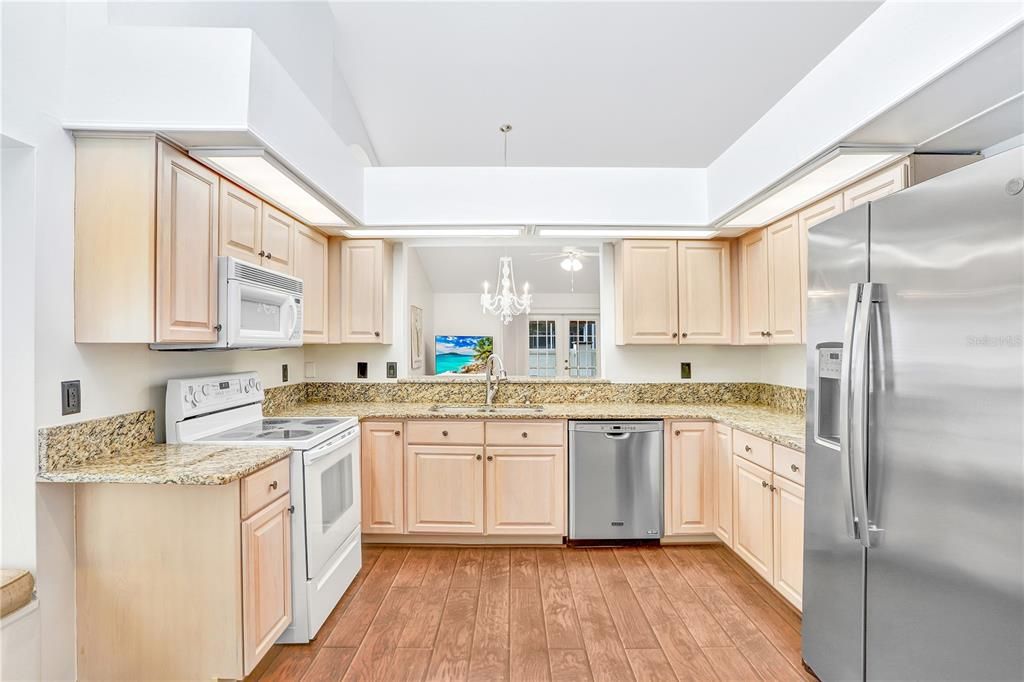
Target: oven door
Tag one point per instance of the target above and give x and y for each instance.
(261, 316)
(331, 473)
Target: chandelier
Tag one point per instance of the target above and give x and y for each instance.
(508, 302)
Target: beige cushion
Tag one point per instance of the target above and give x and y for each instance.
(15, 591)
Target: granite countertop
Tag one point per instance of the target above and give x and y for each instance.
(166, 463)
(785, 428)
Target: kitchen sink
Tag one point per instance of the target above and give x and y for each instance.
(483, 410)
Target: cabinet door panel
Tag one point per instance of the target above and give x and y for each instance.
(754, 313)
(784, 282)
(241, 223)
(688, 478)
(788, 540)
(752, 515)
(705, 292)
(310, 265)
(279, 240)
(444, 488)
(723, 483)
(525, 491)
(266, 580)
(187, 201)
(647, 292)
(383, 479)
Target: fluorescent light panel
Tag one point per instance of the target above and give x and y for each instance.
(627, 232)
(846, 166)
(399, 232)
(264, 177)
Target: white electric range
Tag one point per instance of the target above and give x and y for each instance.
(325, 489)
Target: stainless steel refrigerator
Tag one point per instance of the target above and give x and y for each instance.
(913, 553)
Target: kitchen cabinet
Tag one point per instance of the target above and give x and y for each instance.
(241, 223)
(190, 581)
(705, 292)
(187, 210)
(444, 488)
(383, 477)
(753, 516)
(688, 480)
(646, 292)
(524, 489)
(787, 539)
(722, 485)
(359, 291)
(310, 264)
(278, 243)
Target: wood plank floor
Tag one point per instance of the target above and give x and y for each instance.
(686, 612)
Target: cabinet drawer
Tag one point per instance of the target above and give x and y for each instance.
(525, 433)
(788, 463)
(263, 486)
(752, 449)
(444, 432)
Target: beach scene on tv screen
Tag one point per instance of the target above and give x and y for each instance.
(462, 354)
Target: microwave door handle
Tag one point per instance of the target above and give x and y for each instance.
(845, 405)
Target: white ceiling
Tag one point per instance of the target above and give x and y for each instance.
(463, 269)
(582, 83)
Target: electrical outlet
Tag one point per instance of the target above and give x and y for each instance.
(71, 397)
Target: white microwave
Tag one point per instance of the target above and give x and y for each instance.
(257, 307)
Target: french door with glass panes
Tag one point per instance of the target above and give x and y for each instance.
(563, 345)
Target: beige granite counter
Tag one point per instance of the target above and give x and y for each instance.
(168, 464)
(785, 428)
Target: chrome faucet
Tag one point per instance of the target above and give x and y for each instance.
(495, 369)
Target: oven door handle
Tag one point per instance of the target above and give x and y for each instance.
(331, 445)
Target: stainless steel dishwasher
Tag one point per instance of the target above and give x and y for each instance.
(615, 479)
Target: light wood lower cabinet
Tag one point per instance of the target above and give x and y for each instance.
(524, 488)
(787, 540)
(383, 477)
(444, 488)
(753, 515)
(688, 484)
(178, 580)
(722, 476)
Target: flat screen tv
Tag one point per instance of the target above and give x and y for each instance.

::::::::::

→ **Written request**
Rewrite everything from the row containing "Target: stainless steel refrigerator" down to the last row above, keeping the requests as they are and adding 124 to every x and y coordinate in the answers.

→ **Written response**
Target: stainless steel refrigerator
Tag one point per instance of the target above and give x and y for each instance.
(1037, 677)
Target: kitchen cabinet
Tag one point per instance of the target above and give x and y for each instance.
(365, 347)
(314, 705)
(829, 416)
(311, 334)
(568, 612)
(507, 601)
(877, 640)
(812, 604)
(770, 416)
(648, 613)
(911, 663)
(846, 609)
(483, 415)
(434, 388)
(402, 367)
Target: wood plank floor
Tag one point per instance of the target above and give x and y for each instance.
(810, 736)
Target: cabinet drawer
Tag one point per instance of the target above and give x and y for each instance.
(649, 557)
(912, 587)
(387, 610)
(876, 573)
(568, 556)
Target: beach scene on tv screen
Tag one point per instance of the target above and give x and y for each instance.
(586, 478)
Target: microwave door handle
Tag one point per instance of the target above and give x and y for each instance.
(969, 529)
Target: white ceiling
Tag one point per instance of the target above and give x and y for each instance.
(587, 393)
(706, 207)
Target: electrical outlet
Tag one point per instance of the target above and give x and y for each instance.
(195, 521)
Target: white microwave
Tag one point per instance of the target above and give x and y for each instance.
(381, 431)
Target: french door with glass panes
Tag one point per instance of the target above and give x and y for each instance.
(687, 469)
Target: beige granite counter
Tag one point per instance of the target above and give x and y for each instance.
(292, 588)
(909, 552)
Target: chrome faucet
Tag one point per instance of the target above and give x and y for each instance.
(619, 493)
Target: oven door handle
Tag one point per instance of the target above and give x and y for each instance.
(455, 569)
Target: stainless steel dishwasher
Tag one point per instance of the target above and give x and y for each instance.
(739, 603)
Target: light wood lower cabinet
Tag one point per instance of the target above and give x and y for each instance.
(648, 612)
(911, 664)
(507, 601)
(568, 612)
(877, 639)
(812, 608)
(302, 704)
(846, 600)
Target: flat screen tv
Tag one point per instance of the target above and give x and y for each instance.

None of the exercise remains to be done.